(Data items)

--------------------

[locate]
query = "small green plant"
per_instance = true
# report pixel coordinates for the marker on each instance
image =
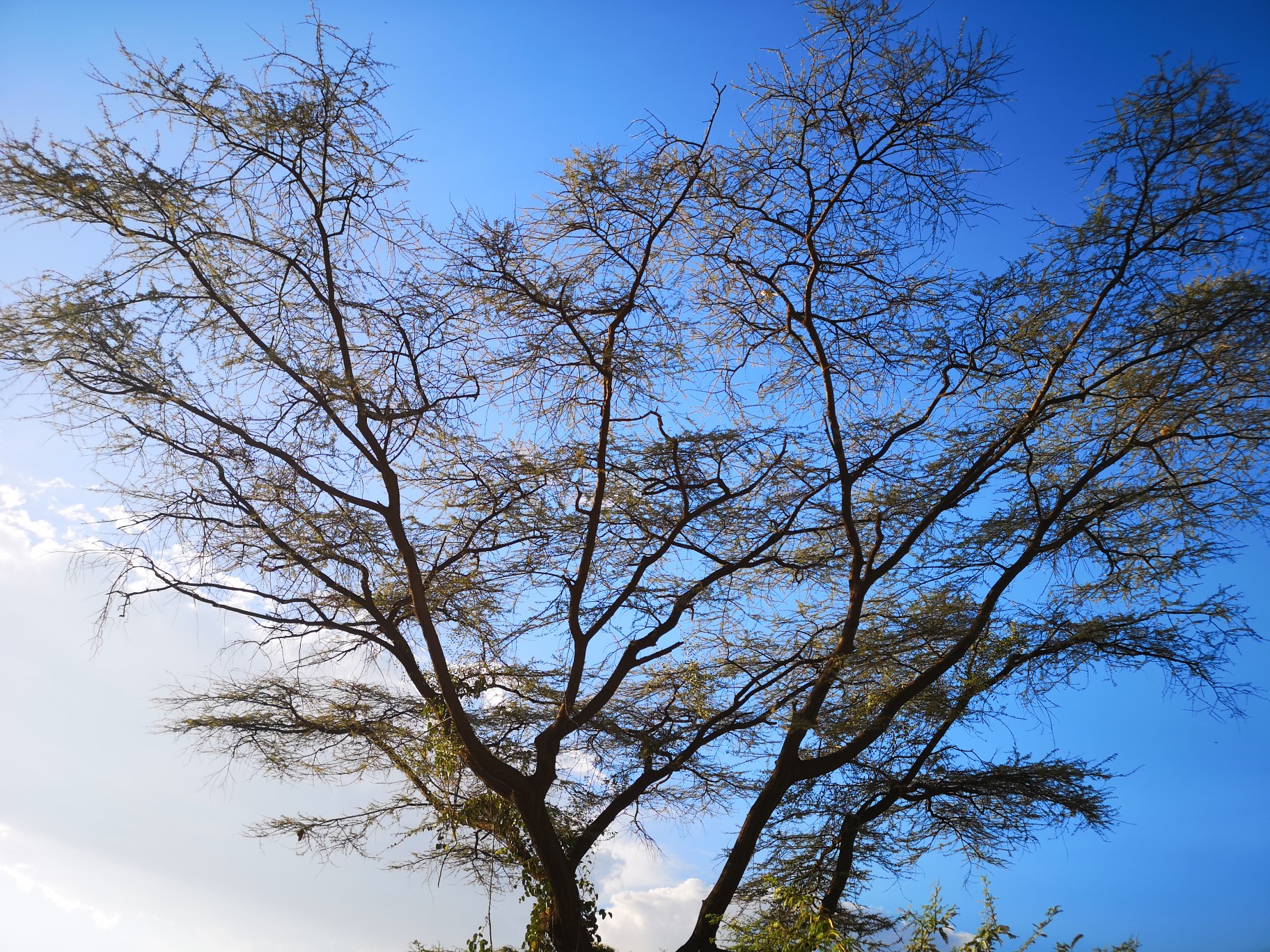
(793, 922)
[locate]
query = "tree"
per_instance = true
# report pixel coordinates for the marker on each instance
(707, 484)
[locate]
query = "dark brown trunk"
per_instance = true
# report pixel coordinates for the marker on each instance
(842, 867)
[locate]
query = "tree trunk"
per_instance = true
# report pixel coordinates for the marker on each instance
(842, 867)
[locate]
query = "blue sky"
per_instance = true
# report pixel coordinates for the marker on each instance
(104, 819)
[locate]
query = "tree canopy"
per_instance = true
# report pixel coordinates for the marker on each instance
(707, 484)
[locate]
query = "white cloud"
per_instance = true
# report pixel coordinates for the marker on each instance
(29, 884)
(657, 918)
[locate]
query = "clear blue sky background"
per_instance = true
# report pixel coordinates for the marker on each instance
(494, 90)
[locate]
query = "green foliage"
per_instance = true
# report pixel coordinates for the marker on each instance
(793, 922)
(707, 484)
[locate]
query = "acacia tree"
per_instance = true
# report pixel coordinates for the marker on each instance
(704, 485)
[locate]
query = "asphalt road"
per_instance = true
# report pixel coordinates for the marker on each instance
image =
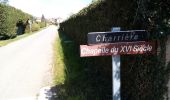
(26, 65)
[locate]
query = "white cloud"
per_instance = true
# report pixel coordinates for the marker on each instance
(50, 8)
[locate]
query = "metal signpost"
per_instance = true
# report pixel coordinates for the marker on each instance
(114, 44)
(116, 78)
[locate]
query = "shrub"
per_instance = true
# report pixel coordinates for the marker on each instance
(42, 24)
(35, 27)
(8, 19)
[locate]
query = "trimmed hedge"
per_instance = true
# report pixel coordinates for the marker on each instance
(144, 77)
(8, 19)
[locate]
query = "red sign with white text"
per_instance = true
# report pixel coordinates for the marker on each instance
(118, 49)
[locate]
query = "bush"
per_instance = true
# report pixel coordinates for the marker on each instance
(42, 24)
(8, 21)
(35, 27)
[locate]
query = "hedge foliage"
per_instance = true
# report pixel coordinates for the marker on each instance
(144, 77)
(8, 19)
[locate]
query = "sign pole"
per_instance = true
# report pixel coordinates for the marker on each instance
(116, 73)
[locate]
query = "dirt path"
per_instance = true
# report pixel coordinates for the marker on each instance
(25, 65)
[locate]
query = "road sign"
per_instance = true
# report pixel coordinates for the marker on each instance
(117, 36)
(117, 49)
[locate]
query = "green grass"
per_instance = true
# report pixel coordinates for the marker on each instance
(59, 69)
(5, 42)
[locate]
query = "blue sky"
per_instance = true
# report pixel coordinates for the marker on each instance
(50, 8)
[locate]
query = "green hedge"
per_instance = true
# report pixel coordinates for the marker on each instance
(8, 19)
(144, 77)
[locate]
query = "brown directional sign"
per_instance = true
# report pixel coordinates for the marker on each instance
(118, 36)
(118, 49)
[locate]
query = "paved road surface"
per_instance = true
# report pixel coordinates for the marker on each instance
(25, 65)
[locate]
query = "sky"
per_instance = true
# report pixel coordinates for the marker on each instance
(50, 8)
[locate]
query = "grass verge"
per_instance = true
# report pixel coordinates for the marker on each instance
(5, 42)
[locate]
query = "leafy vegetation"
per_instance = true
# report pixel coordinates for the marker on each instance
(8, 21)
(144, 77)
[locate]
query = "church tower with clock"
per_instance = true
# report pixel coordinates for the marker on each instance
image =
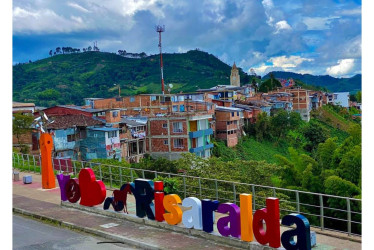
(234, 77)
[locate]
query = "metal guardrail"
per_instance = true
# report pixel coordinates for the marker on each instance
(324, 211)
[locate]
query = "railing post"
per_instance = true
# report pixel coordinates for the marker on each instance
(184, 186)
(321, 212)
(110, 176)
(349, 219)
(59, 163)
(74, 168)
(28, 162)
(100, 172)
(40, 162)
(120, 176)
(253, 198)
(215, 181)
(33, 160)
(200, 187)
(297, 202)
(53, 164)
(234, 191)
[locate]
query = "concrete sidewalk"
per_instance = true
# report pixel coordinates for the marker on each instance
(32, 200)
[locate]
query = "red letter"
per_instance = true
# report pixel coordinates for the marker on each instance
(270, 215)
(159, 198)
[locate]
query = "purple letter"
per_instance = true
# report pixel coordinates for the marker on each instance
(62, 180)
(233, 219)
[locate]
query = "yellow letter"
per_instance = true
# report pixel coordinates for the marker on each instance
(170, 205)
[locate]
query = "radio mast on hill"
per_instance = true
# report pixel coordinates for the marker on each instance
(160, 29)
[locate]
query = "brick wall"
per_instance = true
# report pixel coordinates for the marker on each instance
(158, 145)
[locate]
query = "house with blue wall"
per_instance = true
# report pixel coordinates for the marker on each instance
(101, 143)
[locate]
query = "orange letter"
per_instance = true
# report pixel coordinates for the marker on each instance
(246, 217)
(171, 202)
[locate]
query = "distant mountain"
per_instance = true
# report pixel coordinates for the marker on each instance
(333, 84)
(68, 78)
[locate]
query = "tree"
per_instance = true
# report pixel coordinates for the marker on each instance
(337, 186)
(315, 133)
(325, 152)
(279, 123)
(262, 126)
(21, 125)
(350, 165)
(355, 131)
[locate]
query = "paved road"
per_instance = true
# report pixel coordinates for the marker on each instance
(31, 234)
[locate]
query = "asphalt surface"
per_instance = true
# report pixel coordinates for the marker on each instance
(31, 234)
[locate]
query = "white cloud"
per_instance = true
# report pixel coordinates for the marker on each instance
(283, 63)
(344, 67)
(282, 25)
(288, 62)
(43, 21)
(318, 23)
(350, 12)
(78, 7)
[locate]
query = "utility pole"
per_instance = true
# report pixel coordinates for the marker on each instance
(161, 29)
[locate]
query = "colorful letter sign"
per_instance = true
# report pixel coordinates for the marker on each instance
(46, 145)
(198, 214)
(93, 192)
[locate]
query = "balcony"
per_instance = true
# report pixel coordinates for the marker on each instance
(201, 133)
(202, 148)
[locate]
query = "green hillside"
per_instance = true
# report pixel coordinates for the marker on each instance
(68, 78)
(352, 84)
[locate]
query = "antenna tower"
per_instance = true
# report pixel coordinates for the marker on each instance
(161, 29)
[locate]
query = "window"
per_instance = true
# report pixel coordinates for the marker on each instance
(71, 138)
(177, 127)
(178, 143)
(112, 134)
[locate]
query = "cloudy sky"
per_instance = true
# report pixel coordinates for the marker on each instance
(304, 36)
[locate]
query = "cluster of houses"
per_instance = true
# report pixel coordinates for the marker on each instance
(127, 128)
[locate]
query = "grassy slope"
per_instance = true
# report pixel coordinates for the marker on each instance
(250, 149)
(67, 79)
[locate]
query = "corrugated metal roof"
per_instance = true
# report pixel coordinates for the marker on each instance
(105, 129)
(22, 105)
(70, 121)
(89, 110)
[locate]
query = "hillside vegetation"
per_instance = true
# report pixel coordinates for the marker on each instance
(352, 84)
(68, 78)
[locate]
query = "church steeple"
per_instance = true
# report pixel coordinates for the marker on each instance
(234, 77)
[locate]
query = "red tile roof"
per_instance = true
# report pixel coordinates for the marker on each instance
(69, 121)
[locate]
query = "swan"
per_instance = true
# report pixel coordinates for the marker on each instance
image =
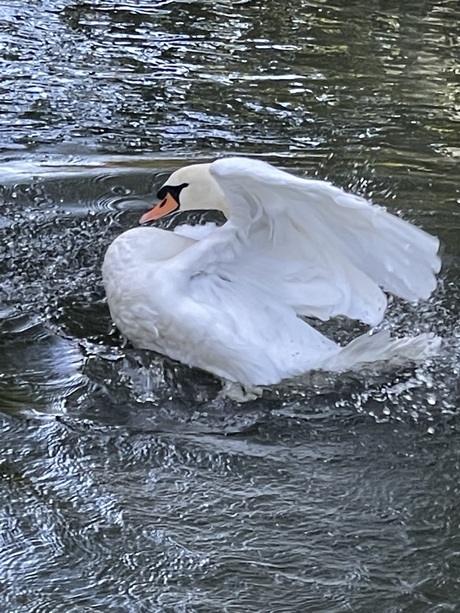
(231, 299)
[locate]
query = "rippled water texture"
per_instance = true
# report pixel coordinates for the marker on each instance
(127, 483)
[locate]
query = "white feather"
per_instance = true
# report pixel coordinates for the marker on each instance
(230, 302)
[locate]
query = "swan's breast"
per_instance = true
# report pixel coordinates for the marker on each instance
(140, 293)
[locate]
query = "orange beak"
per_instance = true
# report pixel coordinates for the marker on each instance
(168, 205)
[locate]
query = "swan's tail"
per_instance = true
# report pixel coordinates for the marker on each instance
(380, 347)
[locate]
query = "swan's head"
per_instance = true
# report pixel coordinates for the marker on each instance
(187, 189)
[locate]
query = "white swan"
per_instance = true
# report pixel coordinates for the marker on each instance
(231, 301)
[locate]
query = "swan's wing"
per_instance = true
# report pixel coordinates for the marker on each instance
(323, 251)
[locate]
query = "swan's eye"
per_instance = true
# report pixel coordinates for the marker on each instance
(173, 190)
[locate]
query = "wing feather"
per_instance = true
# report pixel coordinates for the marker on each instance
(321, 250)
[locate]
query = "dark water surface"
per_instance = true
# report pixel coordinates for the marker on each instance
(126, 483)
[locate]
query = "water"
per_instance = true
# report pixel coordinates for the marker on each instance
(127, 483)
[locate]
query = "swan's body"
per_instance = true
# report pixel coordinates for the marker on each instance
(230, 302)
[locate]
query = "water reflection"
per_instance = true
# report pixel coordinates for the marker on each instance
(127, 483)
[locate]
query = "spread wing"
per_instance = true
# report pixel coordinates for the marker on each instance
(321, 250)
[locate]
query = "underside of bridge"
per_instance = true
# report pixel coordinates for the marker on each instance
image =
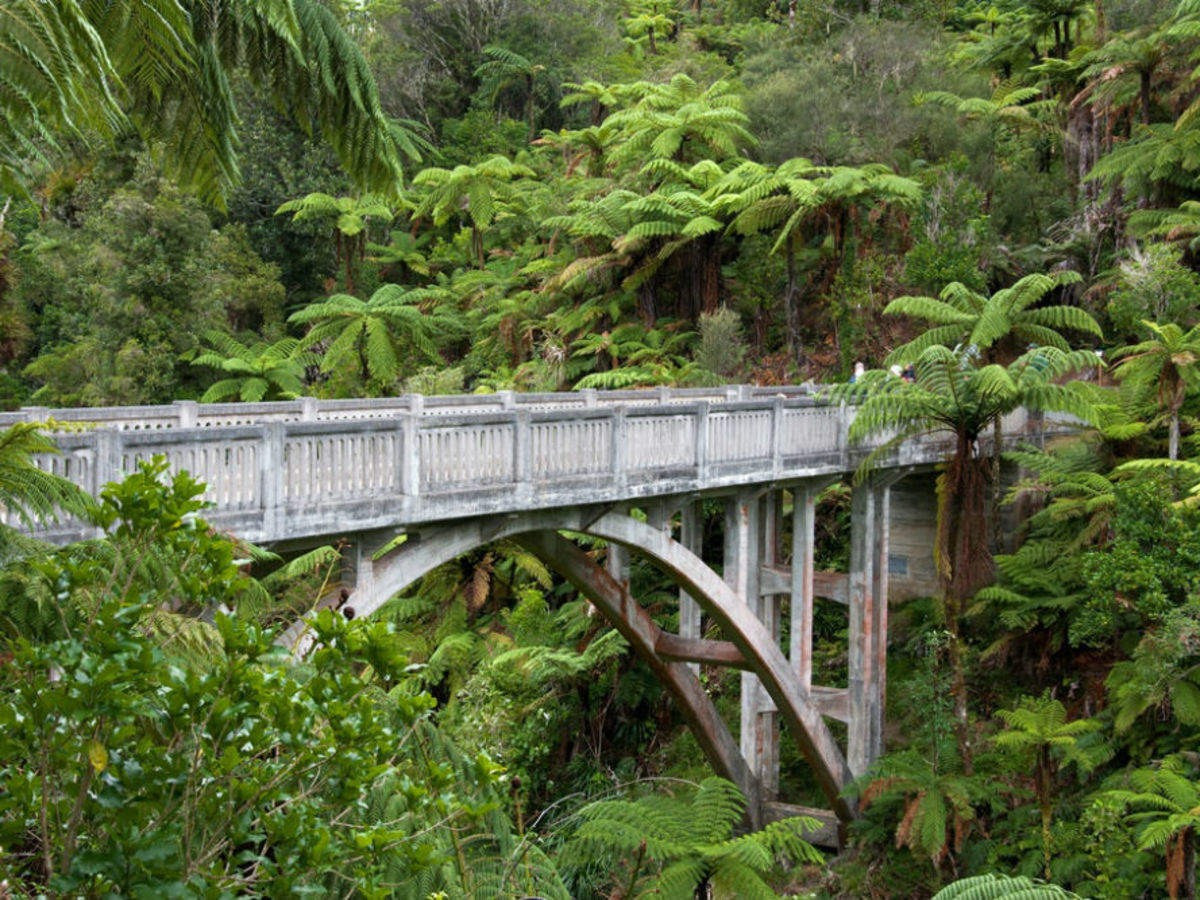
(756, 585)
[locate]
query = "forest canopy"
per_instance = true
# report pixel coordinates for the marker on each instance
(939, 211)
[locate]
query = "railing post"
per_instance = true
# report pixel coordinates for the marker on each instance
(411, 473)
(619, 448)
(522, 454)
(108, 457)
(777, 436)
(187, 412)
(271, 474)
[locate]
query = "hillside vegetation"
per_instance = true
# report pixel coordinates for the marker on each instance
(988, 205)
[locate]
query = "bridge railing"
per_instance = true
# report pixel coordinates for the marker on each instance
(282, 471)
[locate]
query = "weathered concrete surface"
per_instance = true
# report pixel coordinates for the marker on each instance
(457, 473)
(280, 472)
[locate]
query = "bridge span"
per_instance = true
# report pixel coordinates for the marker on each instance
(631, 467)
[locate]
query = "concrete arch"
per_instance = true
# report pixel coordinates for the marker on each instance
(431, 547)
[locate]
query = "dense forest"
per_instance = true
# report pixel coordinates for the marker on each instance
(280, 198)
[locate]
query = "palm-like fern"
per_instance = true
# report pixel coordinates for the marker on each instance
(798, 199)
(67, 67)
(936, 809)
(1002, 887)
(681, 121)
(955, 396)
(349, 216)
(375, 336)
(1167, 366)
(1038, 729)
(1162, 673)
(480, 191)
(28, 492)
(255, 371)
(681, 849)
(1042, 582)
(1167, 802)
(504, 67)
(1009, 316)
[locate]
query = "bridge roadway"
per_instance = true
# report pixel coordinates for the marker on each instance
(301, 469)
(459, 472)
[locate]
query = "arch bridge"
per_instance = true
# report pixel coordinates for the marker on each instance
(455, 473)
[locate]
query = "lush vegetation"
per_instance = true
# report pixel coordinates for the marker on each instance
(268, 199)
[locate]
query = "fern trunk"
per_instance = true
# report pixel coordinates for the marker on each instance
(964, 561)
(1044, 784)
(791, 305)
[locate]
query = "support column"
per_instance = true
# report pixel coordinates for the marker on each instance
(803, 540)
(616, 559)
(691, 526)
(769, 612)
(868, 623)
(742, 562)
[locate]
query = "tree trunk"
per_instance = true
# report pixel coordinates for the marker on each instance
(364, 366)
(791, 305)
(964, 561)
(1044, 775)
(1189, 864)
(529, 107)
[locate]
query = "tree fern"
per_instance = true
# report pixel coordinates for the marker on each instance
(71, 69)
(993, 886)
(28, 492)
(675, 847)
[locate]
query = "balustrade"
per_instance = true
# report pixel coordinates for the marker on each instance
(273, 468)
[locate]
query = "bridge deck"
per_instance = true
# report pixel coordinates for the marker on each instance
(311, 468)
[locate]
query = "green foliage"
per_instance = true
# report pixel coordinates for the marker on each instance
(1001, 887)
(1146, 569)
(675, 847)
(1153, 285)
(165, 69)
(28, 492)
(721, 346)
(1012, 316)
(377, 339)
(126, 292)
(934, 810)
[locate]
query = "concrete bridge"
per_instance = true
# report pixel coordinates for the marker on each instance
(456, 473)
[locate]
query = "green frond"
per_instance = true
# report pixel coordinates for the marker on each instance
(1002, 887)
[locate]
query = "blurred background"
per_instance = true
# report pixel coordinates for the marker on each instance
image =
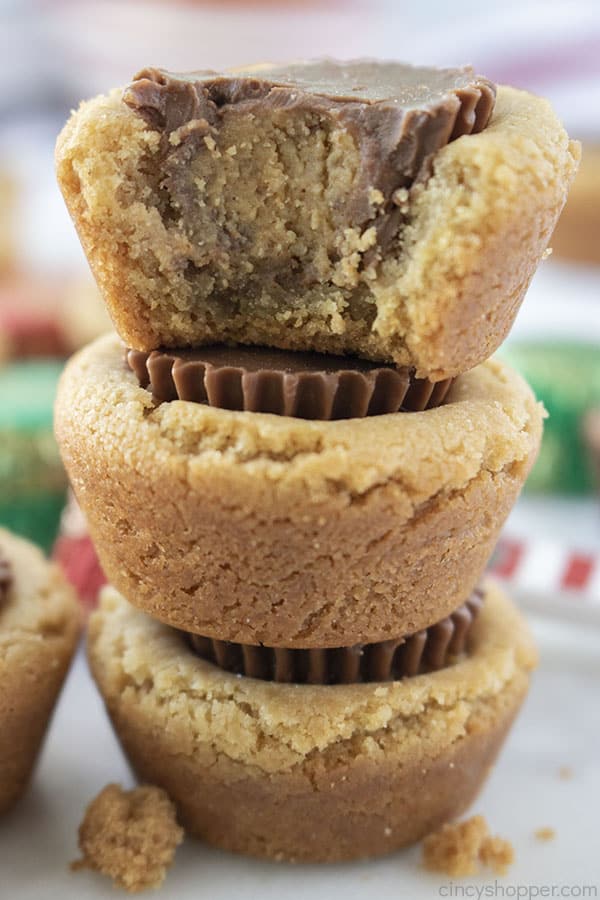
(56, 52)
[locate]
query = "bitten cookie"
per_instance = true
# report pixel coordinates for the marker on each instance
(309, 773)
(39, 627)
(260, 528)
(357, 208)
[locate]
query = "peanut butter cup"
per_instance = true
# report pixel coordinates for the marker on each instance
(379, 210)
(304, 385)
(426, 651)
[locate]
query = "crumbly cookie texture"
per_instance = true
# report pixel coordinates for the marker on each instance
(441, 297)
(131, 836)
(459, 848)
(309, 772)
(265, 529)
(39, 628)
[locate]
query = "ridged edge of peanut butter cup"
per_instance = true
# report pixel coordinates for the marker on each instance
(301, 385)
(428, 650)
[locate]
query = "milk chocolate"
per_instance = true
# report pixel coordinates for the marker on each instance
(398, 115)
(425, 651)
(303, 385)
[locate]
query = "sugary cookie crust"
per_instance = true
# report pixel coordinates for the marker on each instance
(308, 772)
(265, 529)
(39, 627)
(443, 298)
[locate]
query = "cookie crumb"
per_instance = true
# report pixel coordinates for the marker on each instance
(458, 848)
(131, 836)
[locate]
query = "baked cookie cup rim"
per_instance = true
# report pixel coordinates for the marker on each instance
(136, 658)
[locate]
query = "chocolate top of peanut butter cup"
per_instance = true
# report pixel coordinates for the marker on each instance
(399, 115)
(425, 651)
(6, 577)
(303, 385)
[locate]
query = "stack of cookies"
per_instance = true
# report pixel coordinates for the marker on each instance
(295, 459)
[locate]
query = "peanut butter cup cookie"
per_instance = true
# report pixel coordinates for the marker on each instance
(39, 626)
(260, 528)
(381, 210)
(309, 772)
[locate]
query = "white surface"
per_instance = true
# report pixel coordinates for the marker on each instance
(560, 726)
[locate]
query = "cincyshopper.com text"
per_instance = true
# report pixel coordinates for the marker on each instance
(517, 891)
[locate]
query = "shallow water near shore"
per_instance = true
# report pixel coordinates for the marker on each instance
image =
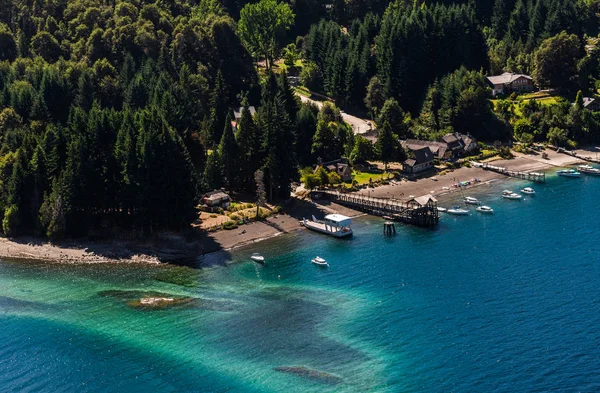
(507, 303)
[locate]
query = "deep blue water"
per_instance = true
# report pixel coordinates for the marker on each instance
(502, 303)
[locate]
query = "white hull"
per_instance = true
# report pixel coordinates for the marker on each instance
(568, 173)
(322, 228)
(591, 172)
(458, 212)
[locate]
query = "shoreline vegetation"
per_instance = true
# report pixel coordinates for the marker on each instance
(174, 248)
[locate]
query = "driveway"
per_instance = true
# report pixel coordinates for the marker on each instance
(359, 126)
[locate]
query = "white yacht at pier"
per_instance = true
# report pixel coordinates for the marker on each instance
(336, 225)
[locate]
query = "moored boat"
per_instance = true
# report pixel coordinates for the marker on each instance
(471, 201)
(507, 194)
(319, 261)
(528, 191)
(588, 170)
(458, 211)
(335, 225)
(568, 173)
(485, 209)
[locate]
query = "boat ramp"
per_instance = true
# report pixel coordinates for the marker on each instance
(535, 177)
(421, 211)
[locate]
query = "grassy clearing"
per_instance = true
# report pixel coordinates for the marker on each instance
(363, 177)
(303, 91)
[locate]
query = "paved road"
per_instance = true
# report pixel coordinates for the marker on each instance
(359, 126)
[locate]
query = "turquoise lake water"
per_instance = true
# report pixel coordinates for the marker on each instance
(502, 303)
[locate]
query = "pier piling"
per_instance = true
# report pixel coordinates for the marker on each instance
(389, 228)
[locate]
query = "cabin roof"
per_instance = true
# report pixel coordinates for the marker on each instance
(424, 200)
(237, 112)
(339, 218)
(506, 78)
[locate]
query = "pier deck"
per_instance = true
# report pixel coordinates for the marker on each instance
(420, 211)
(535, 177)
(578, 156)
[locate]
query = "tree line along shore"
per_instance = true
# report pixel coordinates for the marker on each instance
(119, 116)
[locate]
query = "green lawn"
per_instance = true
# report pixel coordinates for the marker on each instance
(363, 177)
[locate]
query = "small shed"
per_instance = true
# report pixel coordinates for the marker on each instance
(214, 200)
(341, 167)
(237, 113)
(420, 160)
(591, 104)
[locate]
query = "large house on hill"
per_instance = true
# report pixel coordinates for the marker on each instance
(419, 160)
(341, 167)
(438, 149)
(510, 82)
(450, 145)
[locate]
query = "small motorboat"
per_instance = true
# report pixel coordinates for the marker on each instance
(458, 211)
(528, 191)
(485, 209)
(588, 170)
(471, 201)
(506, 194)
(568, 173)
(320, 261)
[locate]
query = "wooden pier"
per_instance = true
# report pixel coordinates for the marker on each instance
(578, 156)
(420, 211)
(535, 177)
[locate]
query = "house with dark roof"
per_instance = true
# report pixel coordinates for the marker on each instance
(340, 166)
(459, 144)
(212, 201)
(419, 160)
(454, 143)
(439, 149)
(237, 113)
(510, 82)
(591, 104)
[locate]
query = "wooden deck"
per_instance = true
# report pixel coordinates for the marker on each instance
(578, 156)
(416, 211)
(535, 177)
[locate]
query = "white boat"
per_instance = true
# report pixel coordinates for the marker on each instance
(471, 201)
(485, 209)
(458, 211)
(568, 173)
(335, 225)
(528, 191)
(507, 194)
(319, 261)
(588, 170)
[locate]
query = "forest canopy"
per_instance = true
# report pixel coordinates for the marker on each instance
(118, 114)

--------------------

• **Brief**:
How many lines of the data above include the word "small"? Only that number should be returned.

• **Result of the exercise**:
3